----- TRECHO DO TEXTO

A primeira vez que Maria Valéria Rezende publicou um livro de ficção foi de forma inusitada. Ela tinha 59 anos e nutria – ainda conservando aos 75 – o hábito de presentear seus amigos com histórias escritas por ela em zines. “Dei um desses para um amigo escritor, Frei Betto. Uns anos depois, chegou num editor e ele me telefonou, queria tudo o que eu tivesse”, recorda em entrevista ao Aliás. A partir do primeiro, vieram os outros. “É como se abrisse uma torneirinha na cabeça, você começa a ter prazer em fazer aquilo especialmente. E na medida que tem uma reação do leitor, também se sente estimulado”, explica. 

Maria Valéria Rezende durante mesa na Flip 2017 Foto: Walter Craveiro

A Face Serena, publicado este ano pela Penalux, veio de textos achados: há escritos mais recentes e outros antigos, retrabalhados e frutos dos encontros no Clube do Conto da Paraíba, que desafia os autores a produzir narrativas breves semanalmente. O conto Requadrilha, presente no livro, é um exemplo do uso dessas inspirações, nele Rezende amplia o universo do popular poema Quadrilha, de Carlos Drummond de Andrade. 

O fio que interliga os textos é o das fases da vida. Em meio às crianças, Rezende demonstra os sentimentos ruins aflorando, como a inveja da superprotegida Danielle no conto homônimo em que vê Lila brincando e livre. Convidada para a festa da vizinha, Danielle rala de propósito o próprio joelho na parede apenas para ver “por trás dos vidros de lá, finalmente, a outra. De castigo”.

----------

▶ O QUE FAZER:
A) Responda às perguntas abaixo com base no texto sobre Maria Valéria Rezende.
(i) Quantos anos ela tinha quando publicou pela primeira vez um livro de ficção?
(ii) Por qual editora saiu o livro A Face Serena?
(iii) Qual poema de Carlos Drummond de Andrade é ampliado no conto Requadrilha?
B) Resuma em duas frases o texto sobre Maria Valéria Rezende.
C) Reproduza o texto sobre Maria Valéria Rezende de "A Face Serena, publicado" até "Drummond de Andrade.".

----- LINHAS EXTRAÍDAS

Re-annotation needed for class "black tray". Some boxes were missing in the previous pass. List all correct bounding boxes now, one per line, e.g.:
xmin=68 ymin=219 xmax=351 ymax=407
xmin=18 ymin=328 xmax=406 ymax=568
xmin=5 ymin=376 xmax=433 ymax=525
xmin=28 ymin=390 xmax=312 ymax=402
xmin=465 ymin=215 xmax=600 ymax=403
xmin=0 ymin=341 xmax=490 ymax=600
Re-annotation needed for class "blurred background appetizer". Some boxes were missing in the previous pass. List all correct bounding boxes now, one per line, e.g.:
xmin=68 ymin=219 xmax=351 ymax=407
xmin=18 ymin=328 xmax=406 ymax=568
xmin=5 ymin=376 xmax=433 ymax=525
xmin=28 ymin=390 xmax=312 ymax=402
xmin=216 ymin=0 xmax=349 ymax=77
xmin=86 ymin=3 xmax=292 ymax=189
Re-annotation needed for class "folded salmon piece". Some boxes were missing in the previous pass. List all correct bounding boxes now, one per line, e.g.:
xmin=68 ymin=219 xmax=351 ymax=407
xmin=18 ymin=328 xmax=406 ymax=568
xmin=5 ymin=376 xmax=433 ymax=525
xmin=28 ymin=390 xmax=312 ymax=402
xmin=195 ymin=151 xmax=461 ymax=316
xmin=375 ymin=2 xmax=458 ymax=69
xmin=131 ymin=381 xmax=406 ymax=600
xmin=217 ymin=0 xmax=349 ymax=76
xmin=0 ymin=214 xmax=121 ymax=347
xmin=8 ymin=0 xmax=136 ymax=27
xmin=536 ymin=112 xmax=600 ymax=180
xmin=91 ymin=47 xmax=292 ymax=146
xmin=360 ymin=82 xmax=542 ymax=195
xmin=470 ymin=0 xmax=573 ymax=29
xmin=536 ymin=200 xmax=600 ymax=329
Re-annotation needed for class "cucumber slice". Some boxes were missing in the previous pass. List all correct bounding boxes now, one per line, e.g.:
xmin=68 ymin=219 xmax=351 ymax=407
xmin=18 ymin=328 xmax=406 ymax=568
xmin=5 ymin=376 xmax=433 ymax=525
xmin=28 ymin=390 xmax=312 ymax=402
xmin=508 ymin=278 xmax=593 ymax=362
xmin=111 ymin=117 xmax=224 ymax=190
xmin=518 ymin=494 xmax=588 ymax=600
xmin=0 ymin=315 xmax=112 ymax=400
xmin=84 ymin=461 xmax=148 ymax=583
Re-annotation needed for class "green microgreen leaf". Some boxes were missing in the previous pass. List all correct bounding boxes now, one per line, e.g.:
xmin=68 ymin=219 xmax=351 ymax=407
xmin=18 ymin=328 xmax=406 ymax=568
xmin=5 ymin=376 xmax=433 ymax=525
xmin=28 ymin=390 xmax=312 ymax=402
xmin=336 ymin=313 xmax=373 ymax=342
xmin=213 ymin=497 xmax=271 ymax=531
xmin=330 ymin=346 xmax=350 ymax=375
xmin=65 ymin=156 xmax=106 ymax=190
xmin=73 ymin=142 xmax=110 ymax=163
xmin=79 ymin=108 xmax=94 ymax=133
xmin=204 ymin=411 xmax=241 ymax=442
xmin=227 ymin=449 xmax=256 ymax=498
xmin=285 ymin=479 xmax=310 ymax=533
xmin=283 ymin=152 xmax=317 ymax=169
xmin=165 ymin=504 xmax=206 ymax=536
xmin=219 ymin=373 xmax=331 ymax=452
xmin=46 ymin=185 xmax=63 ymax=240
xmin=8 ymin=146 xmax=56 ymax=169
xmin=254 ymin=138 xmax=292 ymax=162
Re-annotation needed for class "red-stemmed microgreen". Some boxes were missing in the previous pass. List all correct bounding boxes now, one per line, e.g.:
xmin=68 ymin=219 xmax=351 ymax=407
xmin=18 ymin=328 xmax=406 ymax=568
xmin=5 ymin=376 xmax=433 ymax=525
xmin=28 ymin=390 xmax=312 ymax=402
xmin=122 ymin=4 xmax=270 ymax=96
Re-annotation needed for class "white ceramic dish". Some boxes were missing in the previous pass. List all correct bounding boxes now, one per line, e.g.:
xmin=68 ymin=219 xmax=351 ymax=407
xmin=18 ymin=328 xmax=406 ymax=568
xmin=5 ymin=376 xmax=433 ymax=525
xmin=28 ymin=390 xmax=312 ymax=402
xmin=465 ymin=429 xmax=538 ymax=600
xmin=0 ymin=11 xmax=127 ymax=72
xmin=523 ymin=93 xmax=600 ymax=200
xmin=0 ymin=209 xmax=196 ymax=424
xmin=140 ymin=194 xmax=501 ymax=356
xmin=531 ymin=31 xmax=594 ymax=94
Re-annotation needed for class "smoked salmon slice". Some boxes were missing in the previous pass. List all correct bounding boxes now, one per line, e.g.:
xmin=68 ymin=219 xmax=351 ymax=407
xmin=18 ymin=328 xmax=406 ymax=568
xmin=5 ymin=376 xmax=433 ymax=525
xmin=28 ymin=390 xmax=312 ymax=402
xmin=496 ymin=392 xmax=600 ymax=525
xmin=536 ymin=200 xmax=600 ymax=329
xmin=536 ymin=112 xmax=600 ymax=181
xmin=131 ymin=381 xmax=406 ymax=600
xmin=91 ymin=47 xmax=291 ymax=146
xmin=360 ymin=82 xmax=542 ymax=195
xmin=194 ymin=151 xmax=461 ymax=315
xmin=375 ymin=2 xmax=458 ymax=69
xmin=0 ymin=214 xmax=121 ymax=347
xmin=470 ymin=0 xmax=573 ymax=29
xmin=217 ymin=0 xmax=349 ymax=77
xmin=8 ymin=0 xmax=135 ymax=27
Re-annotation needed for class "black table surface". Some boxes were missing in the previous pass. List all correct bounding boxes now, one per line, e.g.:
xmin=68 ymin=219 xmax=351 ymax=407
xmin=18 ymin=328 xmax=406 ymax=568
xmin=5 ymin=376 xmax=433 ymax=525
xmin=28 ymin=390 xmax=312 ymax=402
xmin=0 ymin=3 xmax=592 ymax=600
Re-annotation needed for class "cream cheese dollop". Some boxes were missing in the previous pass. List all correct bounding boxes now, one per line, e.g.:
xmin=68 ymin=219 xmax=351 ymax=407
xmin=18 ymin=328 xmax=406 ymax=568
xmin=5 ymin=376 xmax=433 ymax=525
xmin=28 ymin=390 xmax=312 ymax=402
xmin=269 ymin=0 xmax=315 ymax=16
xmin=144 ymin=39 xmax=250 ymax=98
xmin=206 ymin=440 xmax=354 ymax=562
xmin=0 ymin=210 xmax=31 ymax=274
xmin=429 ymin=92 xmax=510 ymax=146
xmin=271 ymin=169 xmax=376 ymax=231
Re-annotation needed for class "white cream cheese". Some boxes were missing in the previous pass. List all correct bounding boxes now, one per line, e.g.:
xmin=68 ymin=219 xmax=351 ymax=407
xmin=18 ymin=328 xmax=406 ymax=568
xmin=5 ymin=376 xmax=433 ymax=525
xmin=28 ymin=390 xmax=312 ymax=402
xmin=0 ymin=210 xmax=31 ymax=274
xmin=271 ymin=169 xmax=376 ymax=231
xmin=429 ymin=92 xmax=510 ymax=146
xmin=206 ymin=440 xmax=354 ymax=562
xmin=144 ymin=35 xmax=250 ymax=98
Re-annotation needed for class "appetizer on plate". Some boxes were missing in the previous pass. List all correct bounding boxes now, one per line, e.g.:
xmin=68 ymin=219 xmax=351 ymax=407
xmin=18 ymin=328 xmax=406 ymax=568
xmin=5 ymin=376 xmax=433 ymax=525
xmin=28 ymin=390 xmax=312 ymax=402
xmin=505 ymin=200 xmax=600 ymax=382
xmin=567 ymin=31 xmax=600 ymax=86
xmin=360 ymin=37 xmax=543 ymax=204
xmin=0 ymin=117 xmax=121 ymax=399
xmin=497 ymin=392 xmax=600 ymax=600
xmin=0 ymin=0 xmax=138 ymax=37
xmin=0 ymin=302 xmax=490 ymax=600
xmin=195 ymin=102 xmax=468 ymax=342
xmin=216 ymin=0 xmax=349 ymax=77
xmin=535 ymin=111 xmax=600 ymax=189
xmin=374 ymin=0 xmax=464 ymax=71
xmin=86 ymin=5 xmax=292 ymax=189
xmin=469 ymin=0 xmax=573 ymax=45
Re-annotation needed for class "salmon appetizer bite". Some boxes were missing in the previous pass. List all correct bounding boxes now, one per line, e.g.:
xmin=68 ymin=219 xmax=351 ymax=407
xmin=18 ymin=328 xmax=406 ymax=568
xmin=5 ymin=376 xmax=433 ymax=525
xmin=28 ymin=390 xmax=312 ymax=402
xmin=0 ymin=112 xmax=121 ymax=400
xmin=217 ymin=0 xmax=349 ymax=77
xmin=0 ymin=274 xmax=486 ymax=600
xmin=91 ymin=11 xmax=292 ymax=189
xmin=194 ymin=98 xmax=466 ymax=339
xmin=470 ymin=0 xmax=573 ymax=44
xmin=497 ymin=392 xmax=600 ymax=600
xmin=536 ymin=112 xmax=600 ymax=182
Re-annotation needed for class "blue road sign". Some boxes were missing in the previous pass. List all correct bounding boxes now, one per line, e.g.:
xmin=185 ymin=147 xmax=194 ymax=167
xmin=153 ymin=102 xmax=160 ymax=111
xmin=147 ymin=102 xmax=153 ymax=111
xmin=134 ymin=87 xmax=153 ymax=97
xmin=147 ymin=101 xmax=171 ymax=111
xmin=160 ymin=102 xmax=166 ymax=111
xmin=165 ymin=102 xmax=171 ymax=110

----------

▶ RESPOSTAS POR TAREFA:
A)
(i) 59 anos.
(ii) Pela Penalux.
(iii) O poema Quadrilha.

B) Maria Valéria Rezende publicou o primeiro livro de ficção aos 59 anos, depois que um dos zines que deu ao amigo Frei Betto chegou a um editor, que lhe telefonou querendo tudo o que ela tivesse. Seu livro A Face Serena, publicado este ano pela Penalux, reúne textos recentes e antigos, alguns vindos dos encontros do Clube do Conto da Paraíba, interligados pelo fio das fases da vida.

C)
A Face Serena, publicado este ano pela Penalux, veio de textos achados: há escritos mais recentes e outros antigos, retrabalhados e frutos dos encontros no Clube do Conto da Paraíba, que desafia os autores a produzir narrativas breves semanalmente. O conto Requadrilha, presente no livro, é um exemplo do uso dessas inspirações, nele Rezende amplia o universo do popular poema Quadrilha, de Carlos Drummond de Andrade.